EXERCISE REQUIREMENTS -> Type out the material below exactly.

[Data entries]
-*-
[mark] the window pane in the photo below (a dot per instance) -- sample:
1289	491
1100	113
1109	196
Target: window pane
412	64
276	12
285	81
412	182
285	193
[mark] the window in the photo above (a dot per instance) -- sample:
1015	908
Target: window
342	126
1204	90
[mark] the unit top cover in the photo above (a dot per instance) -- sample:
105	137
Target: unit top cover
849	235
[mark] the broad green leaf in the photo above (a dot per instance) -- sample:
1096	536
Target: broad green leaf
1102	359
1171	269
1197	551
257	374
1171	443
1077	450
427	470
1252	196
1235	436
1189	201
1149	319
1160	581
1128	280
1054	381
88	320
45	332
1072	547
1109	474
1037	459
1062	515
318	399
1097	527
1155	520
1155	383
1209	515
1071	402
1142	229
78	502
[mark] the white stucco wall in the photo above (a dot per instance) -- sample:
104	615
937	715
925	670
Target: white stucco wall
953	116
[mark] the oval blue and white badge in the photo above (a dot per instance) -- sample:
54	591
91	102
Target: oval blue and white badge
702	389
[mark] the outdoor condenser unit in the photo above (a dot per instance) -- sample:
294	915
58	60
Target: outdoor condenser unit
-*-
REPLY TO THE EXERCISE ->
[mark] the window pane in the photo below (a dot per instance) -- sample:
1289	491
1100	113
1109	196
Target: window pane
412	64
276	12
285	81
412	182
285	193
[mark] the window in the photo above (a dot per instance) -- sample:
1015	908
Target: window
342	126
1204	90
[mark] the unit top cover in the photo above (a dot per instance) -- sample:
105	137
Target: unit top cover
849	235
[mark] the broad green leaf in the photo above (a dot per instance) -- sample:
1096	536
Target: broad green leaf
1102	359
1171	269
1197	551
257	374
1171	443
1077	450
427	470
1252	196
1235	436
1189	201
1149	319
1160	581
1128	280
1054	381
88	320
45	332
1072	547
1109	474
1037	459
1062	515
318	399
1097	527
1155	520
1155	383
1209	515
1071	402
1142	229
78	502
[mark] the white stucco wall in the photo above (a dot per instance) -- sample:
104	615
937	715
925	670
Target: white stucco wall
953	116
[mark] the oval blue and white badge in the photo above (a dot per instance) -- sample:
54	591
91	102
Target: oval blue and white badge
702	389
[mark] the outdoor condenser unit in the photo above (a dot per instance) -- sample:
294	915
58	60
Target: outdoor condenser unit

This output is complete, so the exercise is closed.